> Cosa fare
• A. Riassumi in due frasi la discussione su "en pelotas".
• B. Rinomina "gray wall" in "beige wall" nelle voci, dall'inizio fino alla riga che contiene "point(612, 191)" compresa, e riporta solo quel tratto lasciando tutto il resto invariato.

> Estratto scelto
▼▼▼
# en pelotas



## paga

ciao!

qualcuno mi sa dire come potrei tradurre l'espressione "en pelotas"? Non so se esistano differenze, ma l'ho sentita pronunciare da un ragazzo argentino.

In particolare, fa riferimento a quando una persona viene derubata e non ha più soldi con sè...potrebbe essere "in mutande"? 

grazie!

su


----------



## IlPetaloCremisi

En pelotas = nudo, in mutande


----------



## Neuromante

Io penso che sia solo *Nudo*


----------



## NoOrK

Nudo è più formale.

C'è gente che dice "estoy sin un puto duro" "en pelotas" "al 0 pelado"
Credo che si potrei literale:

"Sto nudo" "Sto senza un cazzo di soldi(esta tan solo la he oído en el norte donde soy yo)" "Sto senza niente" "Sto al zero"

No obstante, dudo que en italiano se pueda traducir el vulgar, en italiano cuesta mucho encontrar vulgar en esta expresion.


----------



## traduttrice

"En pelotas" vuol dire essere nudo - - "No abras la puerta que estoy en pelotas" e significa anche "non sapere niente su qualcosa" - - "Estoy en pelotas para el examen del martes".


----------



## traduttrice

paga said:


> In particolare, fa riferimento a quando una persona viene derubata e non ha più soldi con sè...potrebbe essere "in mutande"?


È vero!!! Dimenticavo questo caso molto particolare: "el ladrón me robó la billetera, donde tenía todo el sueldo... me dejó en pelotas"


----------



## Jero

Buenas... tengan en cuenta que es una expresión *muy* informal, la utilizamos sólo con amigas/os


----------



## IlPetaloCremisi

In italiano "in mutande" si adatta benissimo al tuo contesto paga =)
▲▲▲
> Estratti dai dati di annotazione a punti
▼▼▼
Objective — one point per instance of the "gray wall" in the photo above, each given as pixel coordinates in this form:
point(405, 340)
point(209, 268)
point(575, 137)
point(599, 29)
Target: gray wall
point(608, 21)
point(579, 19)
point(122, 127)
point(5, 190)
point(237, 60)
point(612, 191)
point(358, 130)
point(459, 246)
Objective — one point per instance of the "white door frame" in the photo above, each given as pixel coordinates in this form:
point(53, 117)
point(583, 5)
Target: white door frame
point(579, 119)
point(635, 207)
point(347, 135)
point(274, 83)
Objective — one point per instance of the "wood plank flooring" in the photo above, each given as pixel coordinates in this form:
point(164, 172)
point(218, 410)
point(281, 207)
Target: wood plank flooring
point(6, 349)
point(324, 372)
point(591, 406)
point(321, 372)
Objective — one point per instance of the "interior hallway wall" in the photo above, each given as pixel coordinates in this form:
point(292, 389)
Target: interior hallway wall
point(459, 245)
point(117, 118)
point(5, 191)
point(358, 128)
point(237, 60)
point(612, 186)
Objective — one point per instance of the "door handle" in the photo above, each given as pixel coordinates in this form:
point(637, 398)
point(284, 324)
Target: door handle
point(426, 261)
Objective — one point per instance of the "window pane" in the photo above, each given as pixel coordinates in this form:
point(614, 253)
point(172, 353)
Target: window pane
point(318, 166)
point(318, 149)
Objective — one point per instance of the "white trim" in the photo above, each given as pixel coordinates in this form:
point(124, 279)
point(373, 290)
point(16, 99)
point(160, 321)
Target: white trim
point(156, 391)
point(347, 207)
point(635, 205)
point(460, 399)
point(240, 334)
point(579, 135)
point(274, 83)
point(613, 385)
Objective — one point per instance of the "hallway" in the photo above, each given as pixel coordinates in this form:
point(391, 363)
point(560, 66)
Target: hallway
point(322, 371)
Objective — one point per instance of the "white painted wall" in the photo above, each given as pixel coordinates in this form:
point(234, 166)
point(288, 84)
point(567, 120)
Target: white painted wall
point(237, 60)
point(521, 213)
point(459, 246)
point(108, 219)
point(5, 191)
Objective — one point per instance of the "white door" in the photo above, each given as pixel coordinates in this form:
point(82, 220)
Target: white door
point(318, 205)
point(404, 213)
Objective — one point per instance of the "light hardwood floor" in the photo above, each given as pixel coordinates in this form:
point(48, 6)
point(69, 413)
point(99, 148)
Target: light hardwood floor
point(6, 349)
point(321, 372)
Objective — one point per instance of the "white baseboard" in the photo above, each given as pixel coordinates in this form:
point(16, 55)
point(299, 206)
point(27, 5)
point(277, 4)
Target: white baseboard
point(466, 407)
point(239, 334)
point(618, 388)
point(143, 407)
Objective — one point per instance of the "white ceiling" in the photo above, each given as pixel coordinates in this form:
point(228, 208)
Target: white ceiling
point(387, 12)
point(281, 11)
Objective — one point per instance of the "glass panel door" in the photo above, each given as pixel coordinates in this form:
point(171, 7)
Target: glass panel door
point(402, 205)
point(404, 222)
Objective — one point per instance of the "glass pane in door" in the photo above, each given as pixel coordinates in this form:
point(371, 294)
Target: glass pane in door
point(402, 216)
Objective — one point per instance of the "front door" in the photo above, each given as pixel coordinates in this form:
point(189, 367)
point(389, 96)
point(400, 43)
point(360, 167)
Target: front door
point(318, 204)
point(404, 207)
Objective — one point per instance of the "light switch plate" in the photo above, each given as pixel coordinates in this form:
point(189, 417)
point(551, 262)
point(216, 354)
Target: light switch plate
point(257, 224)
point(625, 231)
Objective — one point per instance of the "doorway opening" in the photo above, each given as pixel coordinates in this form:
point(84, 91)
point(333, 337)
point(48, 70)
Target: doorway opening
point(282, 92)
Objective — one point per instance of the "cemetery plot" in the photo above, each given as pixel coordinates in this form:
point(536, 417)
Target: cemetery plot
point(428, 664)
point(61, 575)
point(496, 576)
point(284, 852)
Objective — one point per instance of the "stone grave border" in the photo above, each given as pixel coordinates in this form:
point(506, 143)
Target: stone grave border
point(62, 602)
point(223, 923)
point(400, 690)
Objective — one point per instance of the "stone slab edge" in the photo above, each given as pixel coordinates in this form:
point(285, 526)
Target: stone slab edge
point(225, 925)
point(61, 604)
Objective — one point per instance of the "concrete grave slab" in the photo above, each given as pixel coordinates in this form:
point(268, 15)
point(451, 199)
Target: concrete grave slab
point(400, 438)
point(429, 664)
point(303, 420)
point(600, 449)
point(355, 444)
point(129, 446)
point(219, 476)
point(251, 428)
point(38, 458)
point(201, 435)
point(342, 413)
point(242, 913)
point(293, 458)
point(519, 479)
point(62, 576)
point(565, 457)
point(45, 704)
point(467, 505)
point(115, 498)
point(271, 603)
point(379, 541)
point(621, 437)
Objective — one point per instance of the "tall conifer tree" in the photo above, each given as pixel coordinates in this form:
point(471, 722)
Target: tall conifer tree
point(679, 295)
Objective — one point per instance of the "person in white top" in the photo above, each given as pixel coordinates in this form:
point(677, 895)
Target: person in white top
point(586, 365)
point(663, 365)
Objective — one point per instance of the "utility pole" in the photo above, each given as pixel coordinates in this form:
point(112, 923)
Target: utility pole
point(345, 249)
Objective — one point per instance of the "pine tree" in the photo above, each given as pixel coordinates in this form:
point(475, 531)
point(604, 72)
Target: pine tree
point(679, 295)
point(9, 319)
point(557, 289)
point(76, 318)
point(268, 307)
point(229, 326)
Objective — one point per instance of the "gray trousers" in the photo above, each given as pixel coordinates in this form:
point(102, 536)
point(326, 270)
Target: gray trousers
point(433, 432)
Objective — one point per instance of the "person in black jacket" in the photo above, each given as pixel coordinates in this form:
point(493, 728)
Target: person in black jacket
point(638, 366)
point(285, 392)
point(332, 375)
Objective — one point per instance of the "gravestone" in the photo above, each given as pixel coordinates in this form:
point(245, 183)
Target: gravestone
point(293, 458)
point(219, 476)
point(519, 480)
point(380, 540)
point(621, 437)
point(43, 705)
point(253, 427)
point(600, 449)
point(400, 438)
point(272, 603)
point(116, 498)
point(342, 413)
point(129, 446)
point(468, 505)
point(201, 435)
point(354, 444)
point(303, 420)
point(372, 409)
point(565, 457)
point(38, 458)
▲▲▲
> Risposte
• A. Un utente chiede come tradurre "en pelotas", espressione sentita da un ragazzo argentino e riferita a chi viene derubato e resta senza soldi, e propone "in mutande". Gli rispondono che vuol dire essere nudo e anche non sapere niente su qualcosa, che è un'espressione molto informale usata solo con gli amici e che "in mutande" si adatta benissimo al suo contesto.

• B.
Objective — one point per instance of the "beige wall" in the photo above, each given as pixel coordinates in this form:
point(405, 340)
point(209, 268)
point(575, 137)
point(599, 29)
Target: beige wall
point(608, 21)
point(579, 19)
point(122, 127)
point(5, 190)
point(237, 60)
point(612, 191)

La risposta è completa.